**TASK PROMPT**
Could you lay out all the material below as a numbered list, leaving out any blank lines?

**DATA ROWS**

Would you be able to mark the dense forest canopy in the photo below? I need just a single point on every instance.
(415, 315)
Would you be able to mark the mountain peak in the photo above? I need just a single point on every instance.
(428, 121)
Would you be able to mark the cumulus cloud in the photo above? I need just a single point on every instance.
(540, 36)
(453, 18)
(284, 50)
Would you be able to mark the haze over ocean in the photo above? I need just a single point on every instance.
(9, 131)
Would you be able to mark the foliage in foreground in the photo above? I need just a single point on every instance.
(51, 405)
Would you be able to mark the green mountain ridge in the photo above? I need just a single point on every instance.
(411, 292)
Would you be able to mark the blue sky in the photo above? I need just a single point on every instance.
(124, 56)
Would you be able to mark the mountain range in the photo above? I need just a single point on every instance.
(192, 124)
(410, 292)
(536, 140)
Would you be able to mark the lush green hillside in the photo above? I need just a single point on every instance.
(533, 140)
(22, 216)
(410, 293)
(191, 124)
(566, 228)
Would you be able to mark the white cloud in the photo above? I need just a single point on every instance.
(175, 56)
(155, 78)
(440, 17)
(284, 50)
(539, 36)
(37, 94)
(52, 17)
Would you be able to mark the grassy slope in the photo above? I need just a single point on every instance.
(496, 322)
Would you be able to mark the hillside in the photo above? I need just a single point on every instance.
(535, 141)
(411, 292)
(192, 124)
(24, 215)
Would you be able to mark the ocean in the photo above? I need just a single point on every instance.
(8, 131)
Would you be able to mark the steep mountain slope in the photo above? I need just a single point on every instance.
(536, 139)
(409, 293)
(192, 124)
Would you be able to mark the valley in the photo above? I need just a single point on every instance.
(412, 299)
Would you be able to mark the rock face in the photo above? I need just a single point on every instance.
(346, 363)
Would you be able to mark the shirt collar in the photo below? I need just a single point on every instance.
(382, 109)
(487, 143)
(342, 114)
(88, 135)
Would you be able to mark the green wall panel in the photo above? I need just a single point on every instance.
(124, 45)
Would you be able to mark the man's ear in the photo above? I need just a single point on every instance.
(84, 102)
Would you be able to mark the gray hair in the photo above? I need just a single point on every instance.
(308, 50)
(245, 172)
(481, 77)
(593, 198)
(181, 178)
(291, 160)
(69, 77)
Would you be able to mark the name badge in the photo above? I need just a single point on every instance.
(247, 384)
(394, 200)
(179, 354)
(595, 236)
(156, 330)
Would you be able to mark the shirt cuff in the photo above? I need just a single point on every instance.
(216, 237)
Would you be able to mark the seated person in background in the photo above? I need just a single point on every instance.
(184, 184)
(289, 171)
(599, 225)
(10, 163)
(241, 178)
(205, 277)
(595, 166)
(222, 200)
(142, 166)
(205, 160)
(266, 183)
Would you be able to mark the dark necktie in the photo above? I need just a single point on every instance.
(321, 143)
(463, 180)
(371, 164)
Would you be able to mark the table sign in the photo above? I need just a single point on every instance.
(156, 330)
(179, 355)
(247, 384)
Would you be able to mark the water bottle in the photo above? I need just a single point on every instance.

**FULL ANSWER**
1. Would you be able to mark the dense forest canopy in the photo below? I need just a single point on every instance.
2. (415, 315)
3. Would you be able to mark the mountain peak in the photo above? I need just a single point on every instance.
4. (428, 121)
5. Would you be able to mark the cumulus cloud in the photo above? I need just a single point on every instance.
6. (540, 36)
7. (453, 18)
8. (284, 50)
9. Would you be able to mark the haze over ocean in the photo above? I need just a single point on every instance.
10. (9, 131)
11. Would you be able to mark the foliage in foreground in the photo above? I need just a single point on every instance.
12. (51, 405)
13. Would you be able to mark the green mountain ridge in the photo above? I need just a single point on every instance.
14. (411, 292)
15. Would you be able to mark the blue sky in the photo above? I need just a single point on every instance.
16. (124, 56)
17. Would you be able to mark the mountain range in the photo above? I need just a single point on every instance.
18. (192, 124)
19. (410, 292)
20. (536, 140)
21. Would you be able to mark the lush green hillside in the photo above? I need just a single point on every instance.
22. (533, 140)
23. (22, 216)
24. (410, 293)
25. (191, 124)
26. (566, 228)
27. Would you be able to mark the white cloud in the photo above? I need just a single point on every instance.
28. (175, 56)
29. (155, 78)
30. (440, 17)
31. (284, 50)
32. (539, 36)
33. (37, 94)
34. (52, 17)
35. Would you be able to mark the grassy slope in the photo above? I need just a single point on every instance.
36. (496, 322)
37. Would you be able to mark the hillside in the photo above? I need just a single point on every instance.
38. (535, 141)
39. (411, 292)
40. (192, 124)
41. (24, 215)
42. Would you be able to mark the ocean in the photo above? I need just a single point on every instance.
43. (8, 131)
44. Would you be able to mark the steep mountain slope in the photo above? I need just a single point on every instance.
45. (536, 139)
46. (409, 293)
47. (192, 124)
48. Would you be able to mark the valley in the photo above? I need just a single point on every instance.
49. (412, 299)
50. Would you be able to mark the rock face in the photo above? I need just a single point on every instance.
51. (346, 363)
52. Would you be able to mark the shirt collar in the photo below? I need just a single point on every instance.
53. (382, 109)
54. (487, 143)
55. (342, 114)
56. (88, 135)
57. Would you be able to mark the green wall panel in the photo above? I need just a single point on every instance.
58. (124, 45)
59. Would you be able to mark the man's ear in the photo above? I need just a single point on every instance.
60. (84, 102)
61. Would you be able to mark the gray hair in the photo above? I need just a single point on every instance.
62. (308, 50)
63. (245, 172)
64. (481, 77)
65. (593, 198)
66. (181, 178)
67. (291, 160)
68. (69, 77)
69. Would you be able to mark the name badge in the photo above? I need just a single point on every instance.
70. (247, 384)
71. (394, 200)
72. (179, 354)
73. (595, 236)
74. (156, 330)
75. Would you be able to mark the shirt cuff in the photo above? I need just a single point on every instance.
76. (216, 237)
77. Would you be able to mark the seated person in background in the photo above? I need just a single point on every instance.
78. (184, 184)
79. (289, 171)
80. (599, 225)
81. (10, 163)
82. (241, 178)
83. (205, 277)
84. (595, 166)
85. (222, 200)
86. (142, 166)
87. (205, 160)
88. (266, 183)
89. Would you be able to mark the dark necktie in the photo above? I need just a single point on every instance.
90. (321, 143)
91. (463, 180)
92. (371, 164)
93. Would you be able to mark the table sign in the photo above? I need just a single point on every instance.
94. (156, 330)
95. (179, 355)
96. (247, 384)
97. Would you be able to mark the water bottle in the photo above? I need just a single point on every instance.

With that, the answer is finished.